# [Task instructions]
Entries must be copied exactly, with nothing left out.

[[ Provided information open ]]

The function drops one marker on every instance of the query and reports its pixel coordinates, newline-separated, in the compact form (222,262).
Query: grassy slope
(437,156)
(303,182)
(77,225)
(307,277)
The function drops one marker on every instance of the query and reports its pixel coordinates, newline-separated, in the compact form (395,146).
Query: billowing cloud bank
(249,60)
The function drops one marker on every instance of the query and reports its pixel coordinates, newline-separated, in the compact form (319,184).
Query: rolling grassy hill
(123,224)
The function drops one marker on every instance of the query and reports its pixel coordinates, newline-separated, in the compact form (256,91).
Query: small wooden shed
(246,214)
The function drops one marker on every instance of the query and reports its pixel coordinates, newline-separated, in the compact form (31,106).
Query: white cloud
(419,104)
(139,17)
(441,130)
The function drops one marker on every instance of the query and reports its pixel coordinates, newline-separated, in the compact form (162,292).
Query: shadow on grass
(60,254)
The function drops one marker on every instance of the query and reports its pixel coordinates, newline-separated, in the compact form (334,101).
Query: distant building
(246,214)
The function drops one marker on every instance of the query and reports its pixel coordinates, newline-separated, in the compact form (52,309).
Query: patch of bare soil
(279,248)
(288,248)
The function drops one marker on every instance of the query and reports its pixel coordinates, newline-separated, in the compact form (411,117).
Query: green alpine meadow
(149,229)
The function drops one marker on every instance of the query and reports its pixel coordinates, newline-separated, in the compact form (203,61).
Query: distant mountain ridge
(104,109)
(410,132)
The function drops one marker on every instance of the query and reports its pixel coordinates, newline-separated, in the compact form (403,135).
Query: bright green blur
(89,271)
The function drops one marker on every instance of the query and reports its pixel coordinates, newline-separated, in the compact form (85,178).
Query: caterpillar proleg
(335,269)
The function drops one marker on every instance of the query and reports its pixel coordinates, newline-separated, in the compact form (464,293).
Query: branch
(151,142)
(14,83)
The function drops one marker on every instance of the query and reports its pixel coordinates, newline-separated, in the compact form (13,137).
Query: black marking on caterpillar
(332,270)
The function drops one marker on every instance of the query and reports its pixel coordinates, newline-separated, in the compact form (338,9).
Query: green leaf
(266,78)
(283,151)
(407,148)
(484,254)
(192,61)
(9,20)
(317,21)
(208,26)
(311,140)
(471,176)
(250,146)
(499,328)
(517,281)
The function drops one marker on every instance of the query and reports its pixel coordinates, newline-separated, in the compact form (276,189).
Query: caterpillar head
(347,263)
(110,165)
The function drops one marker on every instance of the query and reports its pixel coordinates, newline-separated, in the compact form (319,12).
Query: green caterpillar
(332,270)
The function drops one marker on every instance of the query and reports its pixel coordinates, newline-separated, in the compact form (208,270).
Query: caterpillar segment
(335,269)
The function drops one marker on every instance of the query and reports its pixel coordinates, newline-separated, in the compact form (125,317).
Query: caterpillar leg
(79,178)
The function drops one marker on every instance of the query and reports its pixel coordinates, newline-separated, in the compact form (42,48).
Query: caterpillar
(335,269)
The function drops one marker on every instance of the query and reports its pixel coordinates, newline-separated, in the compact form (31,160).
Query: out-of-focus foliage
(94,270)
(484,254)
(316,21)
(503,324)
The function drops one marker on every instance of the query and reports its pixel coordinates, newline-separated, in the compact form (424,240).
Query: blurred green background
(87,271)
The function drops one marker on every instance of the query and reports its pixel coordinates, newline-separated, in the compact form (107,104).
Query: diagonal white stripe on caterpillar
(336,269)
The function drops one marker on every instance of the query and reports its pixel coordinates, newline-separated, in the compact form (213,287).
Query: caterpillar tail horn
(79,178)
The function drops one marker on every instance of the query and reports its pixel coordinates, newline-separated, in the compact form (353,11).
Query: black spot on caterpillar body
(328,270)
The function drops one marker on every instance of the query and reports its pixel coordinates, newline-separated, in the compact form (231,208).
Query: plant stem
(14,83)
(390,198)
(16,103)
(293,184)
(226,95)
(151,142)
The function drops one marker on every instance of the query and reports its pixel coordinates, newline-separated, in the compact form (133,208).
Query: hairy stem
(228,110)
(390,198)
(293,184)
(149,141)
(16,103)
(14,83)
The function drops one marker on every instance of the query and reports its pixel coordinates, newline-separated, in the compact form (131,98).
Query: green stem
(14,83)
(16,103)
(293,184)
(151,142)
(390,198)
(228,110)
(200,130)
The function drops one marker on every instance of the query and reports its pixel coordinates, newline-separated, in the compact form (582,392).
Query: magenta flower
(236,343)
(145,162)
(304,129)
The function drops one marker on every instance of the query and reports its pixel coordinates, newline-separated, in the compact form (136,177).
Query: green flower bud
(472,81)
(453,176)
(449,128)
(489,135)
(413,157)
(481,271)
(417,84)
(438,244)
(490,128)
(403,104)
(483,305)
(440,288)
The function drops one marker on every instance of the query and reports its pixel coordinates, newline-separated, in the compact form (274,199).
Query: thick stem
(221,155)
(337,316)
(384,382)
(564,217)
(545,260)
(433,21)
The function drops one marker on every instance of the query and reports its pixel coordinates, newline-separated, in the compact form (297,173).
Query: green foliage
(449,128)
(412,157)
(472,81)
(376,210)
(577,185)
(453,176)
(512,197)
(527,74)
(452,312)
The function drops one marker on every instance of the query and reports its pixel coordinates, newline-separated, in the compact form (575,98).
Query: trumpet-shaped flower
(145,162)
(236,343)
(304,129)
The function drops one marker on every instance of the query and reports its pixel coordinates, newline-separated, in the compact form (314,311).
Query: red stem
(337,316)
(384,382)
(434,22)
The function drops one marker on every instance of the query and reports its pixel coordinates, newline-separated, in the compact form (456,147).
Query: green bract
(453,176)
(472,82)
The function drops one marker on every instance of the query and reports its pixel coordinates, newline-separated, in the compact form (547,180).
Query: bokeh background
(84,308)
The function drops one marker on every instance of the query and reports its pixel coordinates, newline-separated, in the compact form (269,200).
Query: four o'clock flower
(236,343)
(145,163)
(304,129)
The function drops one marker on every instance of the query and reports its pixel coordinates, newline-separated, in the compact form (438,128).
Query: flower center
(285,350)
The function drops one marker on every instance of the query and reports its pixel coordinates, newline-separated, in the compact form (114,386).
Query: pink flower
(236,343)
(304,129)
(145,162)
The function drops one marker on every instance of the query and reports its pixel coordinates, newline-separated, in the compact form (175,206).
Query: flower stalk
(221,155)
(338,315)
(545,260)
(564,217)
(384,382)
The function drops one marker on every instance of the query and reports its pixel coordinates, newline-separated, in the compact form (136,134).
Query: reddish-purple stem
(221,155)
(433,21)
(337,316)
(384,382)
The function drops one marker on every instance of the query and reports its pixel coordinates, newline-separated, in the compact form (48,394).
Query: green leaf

[[ Provided information closed ]]

# [Solution for this problem]
The function drops one marker on every instance of the query and reports its pixel coordinates, newline-separated, in the compact form (222,262).
Query: grassy slope
(437,156)
(303,182)
(77,225)
(307,277)
The function drops one marker on every instance of the query and reports its pixel coordinates, newline-separated, in the compact form (395,146).
Query: billowing cloud bank
(249,60)
The function drops one marker on every instance of the query and reports its pixel coordinates, newline-separated, in the compact form (319,184).
Query: rolling grassy hill
(123,224)
The function drops one marker on every instance of the query and reports its pixel coordinates, newline-separated, in the compact form (256,91).
Query: small wooden shed
(246,214)
The function drops one marker on every instance of the query and reports its pixel coordinates, newline-separated, in the compact form (31,106).
Query: white cloud
(419,104)
(139,17)
(441,130)
The function drops one marker on every instance of the query and reports its pixel coordinates, newline-separated, in the compact form (162,292).
Query: shadow on grass
(60,254)
The function drops one marker on every instance of the query and reports its pixel coordinates, newline-separated, in the compact form (334,101).
Query: distant building
(246,214)
The function drops one marker on every instance of the query and reports its pixel coordinates, newline-separated, in the compact form (52,309).
Query: patch of bare soil
(279,248)
(288,248)
The function drops one marker on every instance of the query and reports its pixel coordinates, newline-separated, in the compact form (411,117).
Query: green alpine meadow
(149,229)
The function drops one marker on every instance of the query and reports its pixel coordinates, newline-separated, in the compact form (203,61).
Query: distant mountain ridge
(104,109)
(410,132)
The function drops one marker on every instance of the query and reports its pixel coordinates, newline-separated, in the compact form (403,135).
Query: bright green blur
(89,271)
The function drops one marker on every instance of the query and reports its pixel coordinates, newline-separated, in the compact form (85,178).
Query: caterpillar proleg
(335,269)
The function drops one marker on every instance of the query and reports its pixel coordinates, newline-separated, in the compact form (464,293).
Query: branch
(151,142)
(14,83)
The function drops one marker on every instance of the query and reports its pixel coordinates, newline-separated, in the compact form (13,137).
Query: black marking on caterpillar
(332,270)
The function drops one marker on every instance of the query and reports its pixel coordinates, newline-separated, in the compact form (338,9).
Query: green leaf
(266,78)
(283,151)
(407,148)
(484,254)
(192,61)
(9,20)
(317,21)
(208,26)
(311,140)
(471,176)
(250,146)
(499,328)
(517,281)
The function drops one marker on every instance of the query and reports its pixel coordinates, newline-separated, in the compact form (276,189).
Query: caterpillar head
(347,263)
(110,165)
The function drops one marker on every instance of the query and reports its pixel coordinates, newline-separated, in the compact form (319,12).
Query: green caterpillar
(332,270)
The function drops one marker on every instance of the query and reports its pixel coordinates, newline-separated, in the compact form (208,270).
Query: caterpillar segment
(335,269)
The function drops one marker on every instance of the query and reports its pixel coordinates, newline-separated, in the compact form (125,317).
Query: caterpillar leg
(79,178)
The function drops one marker on every instance of the query and reports its pixel coordinates, newline-separated, in the compact form (42,48).
Query: caterpillar
(335,269)
The function drops one marker on every instance of the query and reports its pixel coordinates, newline-separated, in the compact form (31,160).
Query: out-of-focus foliage
(94,270)
(484,254)
(316,21)
(503,324)
The function drops one marker on every instance of the query and reports its pixel coordinates, newline-separated, in the compact form (424,240).
Query: blurred green background
(87,271)
The function drops one marker on every instance of the query and reports its pixel coordinates, newline-separated, in the compact form (107,104).
Query: diagonal white stripe on caterpillar
(336,269)
The function drops one marker on every instance of the query and reports its pixel coordinates, newline-separated, in the compact form (213,287).
Query: caterpillar tail horn
(79,178)
The function drops one marker on every instance of the query and reports its pixel coordinates, newline-separated, in the compact form (353,11).
Query: black spot on caterpillar body
(328,270)
The function drops one marker on every instance of the query and reports its pixel coordinates, newline-separated, in the compact form (231,208).
Query: plant stem
(14,83)
(390,198)
(16,103)
(293,184)
(226,95)
(151,142)
The function drops one marker on every instance of the query and reports its pixel coordinates, newline-separated, in the compact form (133,208).
Query: hairy stem
(228,110)
(390,198)
(293,184)
(149,141)
(16,103)
(14,83)
The function drops one marker on every instance of the query and reports its pixel coordinates, newline-separated, in the compact form (131,98).
Query: green stem
(14,83)
(16,103)
(293,184)
(151,142)
(390,198)
(228,110)
(200,130)
The function drops one marker on every instance of the query and reports its pixel coordinates, newline-separated, in the compact form (582,392).
Query: magenta flower
(236,343)
(145,162)
(304,129)
The function drops one marker on every instance of the query and reports its pixel coordinates, newline-separated, in the compact form (136,177).
Query: green flower bud
(472,81)
(453,176)
(449,128)
(489,135)
(413,157)
(481,271)
(417,84)
(438,244)
(490,128)
(403,104)
(483,305)
(440,288)
The function drops one marker on every instance of the query and reports its pixel coordinates, newline-separated, in the compact form (274,199).
Query: thick stem
(221,155)
(337,316)
(384,382)
(564,217)
(545,260)
(433,21)
The function drops one marker on every instance of the query and reports its pixel coordinates, newline-separated, in the compact form (297,173).
Query: green foliage
(449,128)
(412,157)
(472,81)
(376,210)
(577,185)
(453,176)
(512,197)
(527,74)
(452,312)
The function drops one marker on every instance of the query and reports its pixel coordinates, newline-separated, in the compact form (575,98).
Query: trumpet-shaped flower
(145,162)
(236,343)
(304,129)
The function drops one marker on every instance of the query and reports its pixel coordinates, newline-separated, in the compact form (314,311).
Query: red stem
(337,316)
(384,382)
(434,22)
The function drops one marker on every instance of the query and reports its pixel coordinates, newline-separated, in the compact form (456,147).
Query: green bract
(453,176)
(472,82)
The function drops one marker on every instance of the query and reports its pixel coordinates, newline-separated, in the compact form (547,180).
Query: bokeh background
(84,308)
The function drops one marker on every instance of the query and reports its pixel coordinates, newline-separated, in the compact form (269,200).
Query: four o'clock flower
(236,343)
(145,163)
(304,129)
The function drops one marker on every instance of the query and reports its pixel coordinates, newline-separated, in the compact form (438,128).
Query: flower center
(285,350)
The function drops one marker on every instance of the query and reports its pixel coordinates, newline-separated, in the compact form (114,386).
Query: pink flower
(236,343)
(304,129)
(145,162)
The function drops one marker on every instance of the query and reports its pixel coordinates, newline-separated, in the compact form (175,206).
Query: flower stalk
(221,155)
(338,315)
(545,260)
(564,217)
(384,382)
The function drops one marker on every instance of the query and reports its pixel coordinates, newline-separated, in the compact form (136,134).
Query: reddish-purple stem
(221,155)
(433,21)
(337,316)
(384,382)
The function drops one marker on every instance of the query and reports its pixel coordinates, newline-separated, in the compact form (48,394).
Query: green leaf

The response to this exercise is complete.